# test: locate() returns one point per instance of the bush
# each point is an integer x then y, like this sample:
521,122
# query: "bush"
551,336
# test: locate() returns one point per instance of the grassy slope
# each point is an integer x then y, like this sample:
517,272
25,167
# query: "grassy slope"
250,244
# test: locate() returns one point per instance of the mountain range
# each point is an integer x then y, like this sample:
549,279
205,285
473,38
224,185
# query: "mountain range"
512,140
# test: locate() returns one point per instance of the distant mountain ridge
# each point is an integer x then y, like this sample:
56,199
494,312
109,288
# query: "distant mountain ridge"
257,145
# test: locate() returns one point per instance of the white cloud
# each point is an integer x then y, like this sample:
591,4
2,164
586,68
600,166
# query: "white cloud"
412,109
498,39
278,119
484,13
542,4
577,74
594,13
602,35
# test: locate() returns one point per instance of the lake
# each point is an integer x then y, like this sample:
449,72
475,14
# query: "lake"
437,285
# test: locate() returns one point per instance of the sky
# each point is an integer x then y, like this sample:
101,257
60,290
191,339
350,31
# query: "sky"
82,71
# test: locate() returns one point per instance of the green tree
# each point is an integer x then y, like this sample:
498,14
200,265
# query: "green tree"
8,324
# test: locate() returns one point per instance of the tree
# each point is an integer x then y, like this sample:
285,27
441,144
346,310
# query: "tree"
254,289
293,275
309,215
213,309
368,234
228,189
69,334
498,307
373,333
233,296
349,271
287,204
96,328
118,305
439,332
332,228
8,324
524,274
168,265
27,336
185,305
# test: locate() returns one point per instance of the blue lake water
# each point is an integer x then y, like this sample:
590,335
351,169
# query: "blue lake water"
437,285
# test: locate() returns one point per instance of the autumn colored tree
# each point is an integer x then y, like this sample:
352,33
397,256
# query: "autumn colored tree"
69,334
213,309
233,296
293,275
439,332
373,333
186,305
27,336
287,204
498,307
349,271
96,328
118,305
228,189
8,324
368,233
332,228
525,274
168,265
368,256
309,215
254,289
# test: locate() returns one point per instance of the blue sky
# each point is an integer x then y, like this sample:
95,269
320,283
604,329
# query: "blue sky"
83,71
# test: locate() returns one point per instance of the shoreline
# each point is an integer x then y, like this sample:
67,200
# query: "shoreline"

++++++++++

## What you have to do:
Make an exact copy of the data above.

## Answer to the problem:
# test: locate() returns one point per instance of the bush
# each point is an integer x then y, like this sample:
521,122
# query: "bush"
551,336
# test: locate() returns one point per instance of the grassy slope
# each point is an integer x then y, like this sample:
517,272
25,167
# query: "grassy slope"
250,244
# test: locate() returns one point per instance of the mountain range
# each point is an integer x then y, like this sample:
549,279
205,285
473,38
224,185
# query: "mountain range"
512,140
# test: locate() returns one point per instance of the distant mountain ridge
# each point is an integer x then y, like this sample:
56,199
494,312
109,288
# query: "distant mountain ridge"
257,145
# test: locate() returns one point per instance of the white cloud
# each point is an integer x then y, like this sample:
591,4
2,164
586,68
600,166
# query: "white cloud"
412,109
498,39
278,119
484,13
542,4
577,74
594,13
602,35
# test: locate() returns one point per instance of the lake
# each point is an integer x then y, like this sample:
449,72
475,14
# query: "lake"
437,285
# test: locate() returns one point per instance of the sky
# each point is an integer x then y, like this sample:
101,257
60,290
191,339
350,31
# query: "sky"
82,71
# test: locate() returns one point per instance of the green tree
# each point is an integer x then y, like this sample:
498,14
200,265
# query: "green tree"
8,324
# test: locate() returns one point per instance of the tree
# each point is an integer x then y, like this sample:
285,27
441,144
346,310
# query: "tree"
254,289
293,275
309,215
213,309
368,234
228,189
69,334
498,307
373,333
233,296
349,271
287,204
96,328
118,305
439,332
332,228
8,324
524,274
168,265
27,336
185,305
# test: locate() returns one point per instance of the blue lake water
# each point is an integer x then y, like this sample:
590,335
351,169
# query: "blue lake water"
437,285
# test: locate() returns one point per instance of the autumn colored tree
# each point is an integer x then y, like this sample:
352,33
397,256
# query: "autumn colored tree"
69,334
213,309
233,296
293,275
439,332
373,333
186,305
27,336
287,204
498,307
349,271
96,328
118,305
228,189
8,324
368,233
332,228
525,274
168,265
368,256
309,215
254,289
# test: locate() returns one point per instance of the blue sky
# each point is an integer x then y, like this sample:
95,269
320,283
604,329
# query: "blue sky"
83,71
# test: locate() returns one point per instance of the shoreline
# each point is an integer x then y, like this sample:
67,200
# query: "shoreline"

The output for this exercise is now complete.